» Data excerpts
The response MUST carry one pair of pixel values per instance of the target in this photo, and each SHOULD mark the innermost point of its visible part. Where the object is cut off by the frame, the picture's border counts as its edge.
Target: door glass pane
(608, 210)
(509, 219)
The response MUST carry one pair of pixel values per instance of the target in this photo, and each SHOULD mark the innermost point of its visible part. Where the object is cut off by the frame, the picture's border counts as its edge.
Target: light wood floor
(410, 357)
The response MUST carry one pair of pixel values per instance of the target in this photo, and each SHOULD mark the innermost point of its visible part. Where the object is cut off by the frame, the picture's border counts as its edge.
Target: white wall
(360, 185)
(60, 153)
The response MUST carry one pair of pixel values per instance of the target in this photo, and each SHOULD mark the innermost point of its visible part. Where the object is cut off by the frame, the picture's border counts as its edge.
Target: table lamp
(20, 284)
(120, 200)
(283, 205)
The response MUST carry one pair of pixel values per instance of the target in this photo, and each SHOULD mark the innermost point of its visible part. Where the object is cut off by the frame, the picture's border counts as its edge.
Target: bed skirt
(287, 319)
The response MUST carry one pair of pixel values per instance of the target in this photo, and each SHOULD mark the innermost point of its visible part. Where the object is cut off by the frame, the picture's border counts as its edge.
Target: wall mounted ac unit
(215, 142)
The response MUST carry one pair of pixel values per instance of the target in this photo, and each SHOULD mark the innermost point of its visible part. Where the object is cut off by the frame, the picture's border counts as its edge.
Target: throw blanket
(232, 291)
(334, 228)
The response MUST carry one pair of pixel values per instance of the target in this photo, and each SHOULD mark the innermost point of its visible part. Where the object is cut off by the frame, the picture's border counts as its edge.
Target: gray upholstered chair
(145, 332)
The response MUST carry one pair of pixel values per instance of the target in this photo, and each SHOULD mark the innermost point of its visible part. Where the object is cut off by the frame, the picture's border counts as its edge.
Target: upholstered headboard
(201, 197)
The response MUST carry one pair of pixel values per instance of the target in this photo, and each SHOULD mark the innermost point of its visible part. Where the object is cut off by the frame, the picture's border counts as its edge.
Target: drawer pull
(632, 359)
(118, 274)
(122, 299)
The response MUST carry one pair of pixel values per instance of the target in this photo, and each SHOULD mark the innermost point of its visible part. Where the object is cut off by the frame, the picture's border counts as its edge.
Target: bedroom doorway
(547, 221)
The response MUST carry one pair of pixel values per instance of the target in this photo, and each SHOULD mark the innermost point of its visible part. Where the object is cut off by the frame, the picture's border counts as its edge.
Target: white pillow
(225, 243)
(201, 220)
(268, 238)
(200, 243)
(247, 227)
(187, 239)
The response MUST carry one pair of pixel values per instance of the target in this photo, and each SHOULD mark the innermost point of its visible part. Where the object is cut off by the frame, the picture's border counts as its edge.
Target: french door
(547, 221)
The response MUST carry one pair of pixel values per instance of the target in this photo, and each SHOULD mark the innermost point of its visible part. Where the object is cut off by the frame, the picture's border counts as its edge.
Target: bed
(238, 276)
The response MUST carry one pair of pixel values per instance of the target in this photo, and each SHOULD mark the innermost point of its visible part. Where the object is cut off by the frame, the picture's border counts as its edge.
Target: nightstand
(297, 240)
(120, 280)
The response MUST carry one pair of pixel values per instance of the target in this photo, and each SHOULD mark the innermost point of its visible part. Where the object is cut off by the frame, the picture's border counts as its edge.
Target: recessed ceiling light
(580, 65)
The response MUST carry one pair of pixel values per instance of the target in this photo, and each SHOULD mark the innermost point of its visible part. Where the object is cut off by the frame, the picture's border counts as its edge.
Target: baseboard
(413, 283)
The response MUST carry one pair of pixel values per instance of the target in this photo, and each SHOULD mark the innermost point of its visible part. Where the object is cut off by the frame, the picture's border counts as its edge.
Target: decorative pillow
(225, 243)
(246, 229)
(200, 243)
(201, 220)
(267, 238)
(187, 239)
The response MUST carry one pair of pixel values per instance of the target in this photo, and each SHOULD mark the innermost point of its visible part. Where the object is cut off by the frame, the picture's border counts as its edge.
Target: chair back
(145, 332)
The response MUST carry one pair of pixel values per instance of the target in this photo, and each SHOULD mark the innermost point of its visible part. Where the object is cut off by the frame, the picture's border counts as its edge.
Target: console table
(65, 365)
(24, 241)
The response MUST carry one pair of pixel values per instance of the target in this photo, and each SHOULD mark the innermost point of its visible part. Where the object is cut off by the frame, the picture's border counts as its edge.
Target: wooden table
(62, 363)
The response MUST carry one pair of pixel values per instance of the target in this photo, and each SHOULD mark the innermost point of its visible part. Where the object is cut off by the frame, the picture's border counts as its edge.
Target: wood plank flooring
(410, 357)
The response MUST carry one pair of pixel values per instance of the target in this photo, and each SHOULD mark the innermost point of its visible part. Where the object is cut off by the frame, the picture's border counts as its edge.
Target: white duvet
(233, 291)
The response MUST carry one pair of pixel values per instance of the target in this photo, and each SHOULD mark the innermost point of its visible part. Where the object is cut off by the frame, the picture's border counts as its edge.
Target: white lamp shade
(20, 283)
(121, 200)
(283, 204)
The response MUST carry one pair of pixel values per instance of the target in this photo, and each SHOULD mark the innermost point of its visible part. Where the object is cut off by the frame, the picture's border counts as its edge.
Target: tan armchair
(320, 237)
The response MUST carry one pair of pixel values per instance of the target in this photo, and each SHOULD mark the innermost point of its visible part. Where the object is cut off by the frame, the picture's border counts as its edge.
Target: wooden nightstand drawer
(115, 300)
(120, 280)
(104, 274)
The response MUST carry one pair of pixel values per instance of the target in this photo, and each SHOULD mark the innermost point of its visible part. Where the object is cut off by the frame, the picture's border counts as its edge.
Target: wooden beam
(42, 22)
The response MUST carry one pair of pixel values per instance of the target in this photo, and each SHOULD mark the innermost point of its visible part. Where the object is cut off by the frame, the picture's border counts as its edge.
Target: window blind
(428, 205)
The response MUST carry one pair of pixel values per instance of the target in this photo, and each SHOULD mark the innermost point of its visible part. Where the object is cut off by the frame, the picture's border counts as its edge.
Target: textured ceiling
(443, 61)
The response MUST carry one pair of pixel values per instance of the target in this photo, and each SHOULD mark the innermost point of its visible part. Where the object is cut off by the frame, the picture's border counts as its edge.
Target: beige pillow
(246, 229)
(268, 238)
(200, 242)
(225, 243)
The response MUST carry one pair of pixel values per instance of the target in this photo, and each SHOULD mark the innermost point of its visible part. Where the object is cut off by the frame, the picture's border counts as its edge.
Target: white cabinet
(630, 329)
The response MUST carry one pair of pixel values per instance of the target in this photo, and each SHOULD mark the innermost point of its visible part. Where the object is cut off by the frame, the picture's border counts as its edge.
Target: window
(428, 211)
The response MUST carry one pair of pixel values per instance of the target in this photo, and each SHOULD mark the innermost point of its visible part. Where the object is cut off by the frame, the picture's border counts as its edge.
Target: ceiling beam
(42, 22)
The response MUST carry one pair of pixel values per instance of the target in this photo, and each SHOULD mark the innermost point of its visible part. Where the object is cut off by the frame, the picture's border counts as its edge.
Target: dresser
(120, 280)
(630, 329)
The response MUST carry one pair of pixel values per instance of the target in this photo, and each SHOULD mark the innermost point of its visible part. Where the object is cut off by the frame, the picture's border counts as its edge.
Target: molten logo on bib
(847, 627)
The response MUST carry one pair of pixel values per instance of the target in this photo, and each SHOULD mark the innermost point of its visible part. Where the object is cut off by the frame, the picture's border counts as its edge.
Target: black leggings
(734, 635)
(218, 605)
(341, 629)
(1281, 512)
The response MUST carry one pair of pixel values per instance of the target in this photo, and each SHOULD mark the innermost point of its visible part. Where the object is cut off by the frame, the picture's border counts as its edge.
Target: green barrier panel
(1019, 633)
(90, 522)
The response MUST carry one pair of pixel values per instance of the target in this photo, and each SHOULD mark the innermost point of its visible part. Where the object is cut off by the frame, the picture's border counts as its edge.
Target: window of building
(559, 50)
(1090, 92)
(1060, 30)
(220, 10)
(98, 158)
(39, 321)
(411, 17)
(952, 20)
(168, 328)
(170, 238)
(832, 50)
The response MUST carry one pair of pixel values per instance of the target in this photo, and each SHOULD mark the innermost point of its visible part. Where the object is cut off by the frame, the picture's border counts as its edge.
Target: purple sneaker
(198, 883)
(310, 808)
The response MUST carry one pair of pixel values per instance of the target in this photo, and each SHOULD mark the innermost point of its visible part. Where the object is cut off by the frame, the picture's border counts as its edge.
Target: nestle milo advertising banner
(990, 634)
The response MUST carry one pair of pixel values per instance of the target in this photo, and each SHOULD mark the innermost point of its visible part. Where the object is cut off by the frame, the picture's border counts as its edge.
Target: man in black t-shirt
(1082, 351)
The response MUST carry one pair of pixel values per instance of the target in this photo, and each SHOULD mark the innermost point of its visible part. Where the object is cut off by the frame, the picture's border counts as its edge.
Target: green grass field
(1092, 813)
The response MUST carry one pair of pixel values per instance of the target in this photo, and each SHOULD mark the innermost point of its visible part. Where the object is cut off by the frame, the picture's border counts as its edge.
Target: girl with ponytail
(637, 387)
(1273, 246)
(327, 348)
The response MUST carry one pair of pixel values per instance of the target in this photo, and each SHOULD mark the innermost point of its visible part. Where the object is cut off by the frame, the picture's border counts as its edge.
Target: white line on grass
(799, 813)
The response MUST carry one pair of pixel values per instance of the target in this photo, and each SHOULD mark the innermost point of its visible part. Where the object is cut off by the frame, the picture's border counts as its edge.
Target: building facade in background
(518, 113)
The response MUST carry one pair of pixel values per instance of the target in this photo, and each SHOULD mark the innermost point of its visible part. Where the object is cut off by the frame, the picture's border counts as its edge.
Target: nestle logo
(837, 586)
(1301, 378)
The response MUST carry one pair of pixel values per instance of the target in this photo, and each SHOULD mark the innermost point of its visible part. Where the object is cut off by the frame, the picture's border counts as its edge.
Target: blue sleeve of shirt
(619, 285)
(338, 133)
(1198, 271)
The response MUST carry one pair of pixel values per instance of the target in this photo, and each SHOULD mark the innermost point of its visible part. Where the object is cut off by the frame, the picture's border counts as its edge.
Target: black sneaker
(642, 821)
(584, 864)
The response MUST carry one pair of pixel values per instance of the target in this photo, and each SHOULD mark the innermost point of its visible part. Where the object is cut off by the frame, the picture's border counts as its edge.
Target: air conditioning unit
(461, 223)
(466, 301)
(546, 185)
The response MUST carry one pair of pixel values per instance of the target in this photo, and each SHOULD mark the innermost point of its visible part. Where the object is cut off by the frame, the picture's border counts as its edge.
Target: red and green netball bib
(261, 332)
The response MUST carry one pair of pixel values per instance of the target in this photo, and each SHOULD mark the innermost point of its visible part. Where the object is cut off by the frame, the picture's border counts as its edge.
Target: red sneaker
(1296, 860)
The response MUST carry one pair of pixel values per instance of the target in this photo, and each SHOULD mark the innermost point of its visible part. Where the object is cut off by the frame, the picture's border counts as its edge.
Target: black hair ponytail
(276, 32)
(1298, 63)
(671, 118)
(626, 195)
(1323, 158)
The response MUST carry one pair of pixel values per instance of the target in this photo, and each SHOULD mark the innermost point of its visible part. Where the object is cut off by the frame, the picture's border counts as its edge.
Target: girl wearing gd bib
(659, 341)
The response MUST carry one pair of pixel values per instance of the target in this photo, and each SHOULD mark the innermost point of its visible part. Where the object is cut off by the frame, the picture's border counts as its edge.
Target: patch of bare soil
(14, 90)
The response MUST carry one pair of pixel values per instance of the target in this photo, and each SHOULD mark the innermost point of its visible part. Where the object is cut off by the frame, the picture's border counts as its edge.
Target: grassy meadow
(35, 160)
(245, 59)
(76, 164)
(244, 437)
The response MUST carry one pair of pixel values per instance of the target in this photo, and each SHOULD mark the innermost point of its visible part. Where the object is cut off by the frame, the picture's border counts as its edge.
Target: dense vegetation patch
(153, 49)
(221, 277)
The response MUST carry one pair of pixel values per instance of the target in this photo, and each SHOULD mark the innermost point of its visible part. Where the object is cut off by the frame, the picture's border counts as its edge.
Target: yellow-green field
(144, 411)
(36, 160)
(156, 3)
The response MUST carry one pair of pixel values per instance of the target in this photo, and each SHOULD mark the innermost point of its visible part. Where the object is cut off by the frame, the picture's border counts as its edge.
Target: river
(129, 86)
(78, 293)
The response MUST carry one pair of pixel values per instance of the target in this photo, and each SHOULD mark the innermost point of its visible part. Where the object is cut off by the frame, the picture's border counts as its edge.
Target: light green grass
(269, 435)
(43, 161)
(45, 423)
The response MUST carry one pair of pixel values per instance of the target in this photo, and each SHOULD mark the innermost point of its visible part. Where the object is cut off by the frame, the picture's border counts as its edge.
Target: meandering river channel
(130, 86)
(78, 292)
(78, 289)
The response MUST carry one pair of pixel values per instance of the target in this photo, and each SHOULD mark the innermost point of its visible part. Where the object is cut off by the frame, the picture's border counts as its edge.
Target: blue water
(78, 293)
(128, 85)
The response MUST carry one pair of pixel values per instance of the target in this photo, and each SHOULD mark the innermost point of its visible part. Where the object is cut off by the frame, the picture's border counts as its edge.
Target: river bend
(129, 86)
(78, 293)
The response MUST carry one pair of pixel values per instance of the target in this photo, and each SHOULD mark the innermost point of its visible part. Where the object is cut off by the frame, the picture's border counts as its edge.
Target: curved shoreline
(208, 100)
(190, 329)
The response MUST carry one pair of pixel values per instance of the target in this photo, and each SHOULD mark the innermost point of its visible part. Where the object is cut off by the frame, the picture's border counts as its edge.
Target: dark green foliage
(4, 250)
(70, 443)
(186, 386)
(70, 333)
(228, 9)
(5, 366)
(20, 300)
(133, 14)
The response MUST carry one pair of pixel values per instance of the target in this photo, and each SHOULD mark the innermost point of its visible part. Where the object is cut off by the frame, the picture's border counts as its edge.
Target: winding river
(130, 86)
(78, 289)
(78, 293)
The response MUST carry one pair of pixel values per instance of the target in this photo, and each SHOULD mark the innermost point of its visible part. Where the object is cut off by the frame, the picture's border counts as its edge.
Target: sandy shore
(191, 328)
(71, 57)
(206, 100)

» Your instructions
Please pull out each line of the listing above that contains the string "nightstand". Uppercase and lowercase count as different.

» Expected answer
Target: nightstand
Target: wooden nightstand drawer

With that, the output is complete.